▶ [Records for the exercise]
______________________________

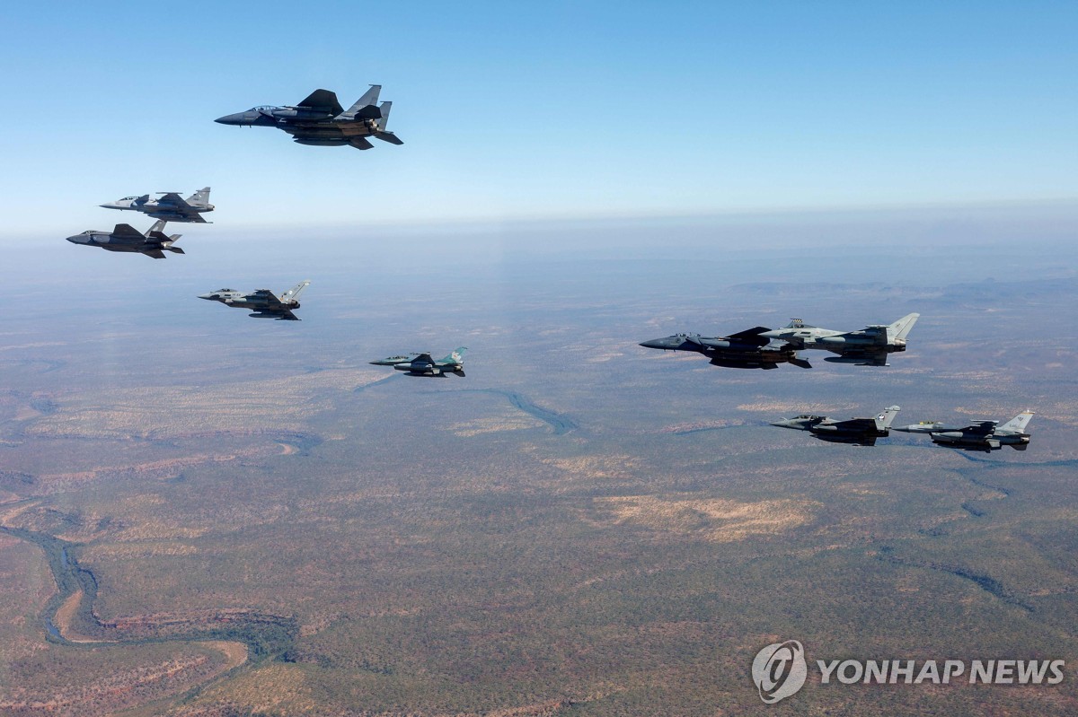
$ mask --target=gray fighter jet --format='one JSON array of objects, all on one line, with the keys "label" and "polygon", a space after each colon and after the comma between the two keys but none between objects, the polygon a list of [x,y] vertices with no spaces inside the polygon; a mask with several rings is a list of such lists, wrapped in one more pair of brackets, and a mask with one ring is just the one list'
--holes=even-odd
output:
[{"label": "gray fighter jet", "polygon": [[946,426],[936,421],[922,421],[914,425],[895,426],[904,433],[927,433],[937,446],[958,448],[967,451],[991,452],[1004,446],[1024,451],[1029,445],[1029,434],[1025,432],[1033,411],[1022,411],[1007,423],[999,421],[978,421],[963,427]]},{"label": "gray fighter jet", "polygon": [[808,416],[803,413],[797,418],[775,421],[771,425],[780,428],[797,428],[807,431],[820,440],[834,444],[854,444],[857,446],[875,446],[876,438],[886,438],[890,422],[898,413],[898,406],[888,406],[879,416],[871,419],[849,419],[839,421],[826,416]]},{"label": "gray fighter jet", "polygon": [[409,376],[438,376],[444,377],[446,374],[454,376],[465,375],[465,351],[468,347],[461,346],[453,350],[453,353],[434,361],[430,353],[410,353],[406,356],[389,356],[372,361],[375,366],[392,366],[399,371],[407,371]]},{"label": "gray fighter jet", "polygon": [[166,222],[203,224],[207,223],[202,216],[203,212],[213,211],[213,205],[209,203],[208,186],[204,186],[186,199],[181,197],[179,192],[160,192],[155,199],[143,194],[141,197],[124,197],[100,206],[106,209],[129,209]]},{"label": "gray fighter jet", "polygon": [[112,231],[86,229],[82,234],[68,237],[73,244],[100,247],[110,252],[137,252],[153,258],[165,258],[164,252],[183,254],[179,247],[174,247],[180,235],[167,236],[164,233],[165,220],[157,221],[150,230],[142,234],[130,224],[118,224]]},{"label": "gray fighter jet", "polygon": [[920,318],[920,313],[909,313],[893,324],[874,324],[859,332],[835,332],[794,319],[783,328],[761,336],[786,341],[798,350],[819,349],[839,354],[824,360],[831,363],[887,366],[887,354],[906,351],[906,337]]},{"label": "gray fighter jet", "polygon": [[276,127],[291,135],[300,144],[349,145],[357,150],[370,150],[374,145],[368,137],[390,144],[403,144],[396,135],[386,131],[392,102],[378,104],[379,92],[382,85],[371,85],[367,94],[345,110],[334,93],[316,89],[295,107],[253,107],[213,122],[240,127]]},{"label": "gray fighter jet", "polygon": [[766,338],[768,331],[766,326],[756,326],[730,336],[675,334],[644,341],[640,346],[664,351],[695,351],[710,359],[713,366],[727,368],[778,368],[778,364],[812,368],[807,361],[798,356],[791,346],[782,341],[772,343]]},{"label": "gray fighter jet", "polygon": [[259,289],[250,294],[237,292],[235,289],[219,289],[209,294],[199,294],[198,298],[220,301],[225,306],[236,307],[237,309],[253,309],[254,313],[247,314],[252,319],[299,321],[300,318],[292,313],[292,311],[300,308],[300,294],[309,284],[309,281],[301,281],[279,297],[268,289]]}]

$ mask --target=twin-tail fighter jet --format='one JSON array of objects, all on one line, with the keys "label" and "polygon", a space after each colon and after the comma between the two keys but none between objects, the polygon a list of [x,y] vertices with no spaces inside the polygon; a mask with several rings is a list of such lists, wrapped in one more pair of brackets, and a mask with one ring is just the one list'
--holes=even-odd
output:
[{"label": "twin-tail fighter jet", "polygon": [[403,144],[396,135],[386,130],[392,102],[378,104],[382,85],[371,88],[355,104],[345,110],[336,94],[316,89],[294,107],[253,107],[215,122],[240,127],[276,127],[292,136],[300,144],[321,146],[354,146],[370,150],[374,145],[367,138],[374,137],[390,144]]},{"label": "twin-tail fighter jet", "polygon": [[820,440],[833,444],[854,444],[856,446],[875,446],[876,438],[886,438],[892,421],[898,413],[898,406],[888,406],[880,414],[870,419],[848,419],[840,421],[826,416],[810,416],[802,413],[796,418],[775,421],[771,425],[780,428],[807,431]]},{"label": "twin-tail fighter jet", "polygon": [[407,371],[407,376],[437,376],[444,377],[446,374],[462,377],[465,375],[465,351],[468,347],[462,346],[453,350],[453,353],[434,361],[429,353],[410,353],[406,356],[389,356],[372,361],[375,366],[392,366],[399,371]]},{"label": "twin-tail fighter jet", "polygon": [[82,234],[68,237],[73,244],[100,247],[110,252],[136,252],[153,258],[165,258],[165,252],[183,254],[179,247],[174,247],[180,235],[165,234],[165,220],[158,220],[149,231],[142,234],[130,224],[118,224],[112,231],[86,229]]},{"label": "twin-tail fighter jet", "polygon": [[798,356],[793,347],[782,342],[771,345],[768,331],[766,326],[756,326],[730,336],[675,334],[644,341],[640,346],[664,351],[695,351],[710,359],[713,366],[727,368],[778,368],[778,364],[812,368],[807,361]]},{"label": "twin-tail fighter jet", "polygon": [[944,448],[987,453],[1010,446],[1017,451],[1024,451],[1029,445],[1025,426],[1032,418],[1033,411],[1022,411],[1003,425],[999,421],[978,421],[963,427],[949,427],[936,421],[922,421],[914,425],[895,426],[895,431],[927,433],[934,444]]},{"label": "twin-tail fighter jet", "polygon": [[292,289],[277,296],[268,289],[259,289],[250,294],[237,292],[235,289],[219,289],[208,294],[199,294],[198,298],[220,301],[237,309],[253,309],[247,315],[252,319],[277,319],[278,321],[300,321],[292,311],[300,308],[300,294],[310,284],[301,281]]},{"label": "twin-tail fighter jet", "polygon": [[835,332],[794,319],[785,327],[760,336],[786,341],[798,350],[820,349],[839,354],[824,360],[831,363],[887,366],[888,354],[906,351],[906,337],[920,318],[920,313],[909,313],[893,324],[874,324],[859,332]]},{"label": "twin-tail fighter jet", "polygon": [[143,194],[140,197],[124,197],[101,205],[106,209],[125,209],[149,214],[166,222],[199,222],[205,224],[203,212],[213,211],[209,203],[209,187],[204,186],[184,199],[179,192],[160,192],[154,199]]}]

______________________________

▶ [Objective] Take the listing above and restate it word for word, without its pictures.

▶ [Output below]
$ mask --target=gray fighter jet --format='one JSON array of objects, all on one line, with the keys "label" and "polygon", a space after each colon and after the comma between the two keys but none between objects, the polygon a list of [x,y] vertices with no spaces inside the polygon; a mask with several rings is a list of such lists, wrapped in one more pair of brackets, and a mask with one ring is just the one list'
--holes=even-odd
output:
[{"label": "gray fighter jet", "polygon": [[946,426],[936,421],[922,421],[914,425],[895,426],[904,433],[927,433],[937,446],[958,448],[967,451],[991,452],[1004,446],[1024,451],[1029,445],[1029,434],[1025,432],[1033,411],[1022,411],[1007,423],[999,421],[978,421],[963,427]]},{"label": "gray fighter jet", "polygon": [[808,416],[803,413],[797,418],[775,421],[771,425],[780,428],[797,428],[807,431],[820,440],[834,444],[854,444],[857,446],[875,446],[876,438],[886,438],[890,422],[898,413],[898,406],[888,406],[879,416],[871,419],[849,419],[839,421],[826,416]]},{"label": "gray fighter jet", "polygon": [[409,376],[438,376],[444,377],[446,374],[454,376],[465,375],[465,351],[468,347],[461,346],[453,350],[453,353],[434,361],[430,353],[410,353],[406,356],[389,356],[372,361],[375,366],[392,366],[399,371],[407,371]]},{"label": "gray fighter jet", "polygon": [[166,222],[203,224],[207,223],[202,216],[203,212],[213,211],[213,205],[209,203],[208,186],[204,186],[186,199],[181,197],[179,192],[160,192],[155,199],[143,194],[141,197],[124,197],[100,206],[106,209],[129,209]]},{"label": "gray fighter jet", "polygon": [[112,231],[86,229],[82,234],[68,237],[73,244],[100,247],[110,252],[137,252],[153,258],[165,258],[164,252],[183,254],[179,247],[174,247],[180,235],[167,236],[164,233],[165,220],[157,221],[150,230],[142,234],[130,224],[118,224]]},{"label": "gray fighter jet", "polygon": [[920,318],[920,313],[909,313],[893,324],[874,324],[859,332],[835,332],[794,319],[783,328],[761,336],[786,341],[798,350],[819,349],[839,354],[824,360],[831,363],[887,366],[887,354],[906,351],[906,337]]},{"label": "gray fighter jet", "polygon": [[276,127],[291,135],[300,144],[349,145],[357,150],[370,150],[374,145],[368,137],[390,144],[403,144],[396,135],[386,131],[392,102],[378,104],[379,92],[382,85],[371,85],[367,94],[345,110],[334,93],[316,89],[295,107],[253,107],[213,122],[240,127]]},{"label": "gray fighter jet", "polygon": [[766,338],[768,331],[766,326],[756,326],[730,336],[675,334],[644,341],[640,346],[664,351],[695,351],[710,359],[713,366],[727,368],[778,368],[778,364],[812,368],[807,361],[798,356],[791,346],[782,341],[772,343]]},{"label": "gray fighter jet", "polygon": [[259,289],[250,294],[237,292],[235,289],[219,289],[209,294],[199,294],[198,298],[220,301],[225,306],[236,307],[237,309],[253,309],[254,313],[247,314],[252,319],[299,321],[300,318],[292,313],[292,311],[300,308],[300,294],[309,284],[309,281],[301,281],[279,297],[268,289]]}]

$ mask --target=twin-tail fighter jet --format='one JSON array of objects, all on one line, with the keys "label" and "polygon", a space after each colon and after the comma between the two keys but none between objects, the polygon a list of [x,y] vertices with no spaces inside the polygon; a mask with several rings is a list of such lists, wrapped in one more pair of brackets, and a mask with one ring is just the one list'
--holes=even-odd
output:
[{"label": "twin-tail fighter jet", "polygon": [[403,144],[396,135],[386,130],[392,102],[378,104],[382,85],[371,88],[355,104],[345,110],[336,94],[316,89],[294,107],[253,107],[215,122],[240,127],[276,127],[292,136],[300,144],[321,146],[354,146],[370,150],[374,145],[367,138],[374,137],[390,144]]},{"label": "twin-tail fighter jet", "polygon": [[820,440],[833,444],[854,444],[856,446],[875,446],[876,438],[886,438],[892,421],[898,413],[898,406],[888,406],[880,414],[870,419],[848,419],[840,421],[826,416],[810,416],[802,413],[796,418],[775,421],[771,425],[780,428],[807,431]]},{"label": "twin-tail fighter jet", "polygon": [[407,371],[407,376],[437,376],[444,377],[446,374],[462,377],[465,375],[465,351],[468,347],[462,346],[453,350],[453,353],[434,361],[429,353],[410,353],[406,356],[389,356],[372,361],[375,366],[392,366],[399,371]]},{"label": "twin-tail fighter jet", "polygon": [[82,234],[68,237],[73,244],[100,247],[110,252],[136,252],[153,258],[165,258],[165,252],[183,254],[179,247],[174,247],[180,235],[165,234],[165,220],[158,220],[149,231],[142,234],[130,224],[118,224],[112,231],[86,229]]},{"label": "twin-tail fighter jet", "polygon": [[798,356],[793,347],[782,342],[771,345],[768,331],[766,326],[756,326],[730,336],[675,334],[644,341],[640,346],[664,351],[695,351],[710,359],[713,366],[727,368],[778,368],[778,364],[812,368],[807,361]]},{"label": "twin-tail fighter jet", "polygon": [[944,448],[987,453],[1010,446],[1017,451],[1024,451],[1029,445],[1025,426],[1032,418],[1033,411],[1022,411],[1003,425],[999,421],[978,421],[963,427],[949,427],[936,421],[922,421],[914,425],[895,426],[895,431],[927,433],[934,444]]},{"label": "twin-tail fighter jet", "polygon": [[292,289],[277,296],[268,289],[259,289],[250,294],[237,292],[235,289],[219,289],[208,294],[199,294],[198,298],[220,301],[237,309],[253,309],[247,315],[252,319],[277,319],[278,321],[300,321],[292,311],[300,308],[300,294],[310,284],[301,281]]},{"label": "twin-tail fighter jet", "polygon": [[835,332],[794,319],[785,327],[760,336],[786,341],[798,350],[820,349],[839,354],[824,360],[831,363],[887,366],[888,354],[906,351],[906,337],[920,318],[920,313],[909,313],[893,324],[874,324],[859,332]]},{"label": "twin-tail fighter jet", "polygon": [[143,194],[140,197],[124,197],[101,205],[106,209],[125,209],[149,214],[166,222],[199,222],[205,224],[203,212],[213,211],[209,203],[209,187],[204,186],[184,199],[179,192],[160,192],[154,199]]}]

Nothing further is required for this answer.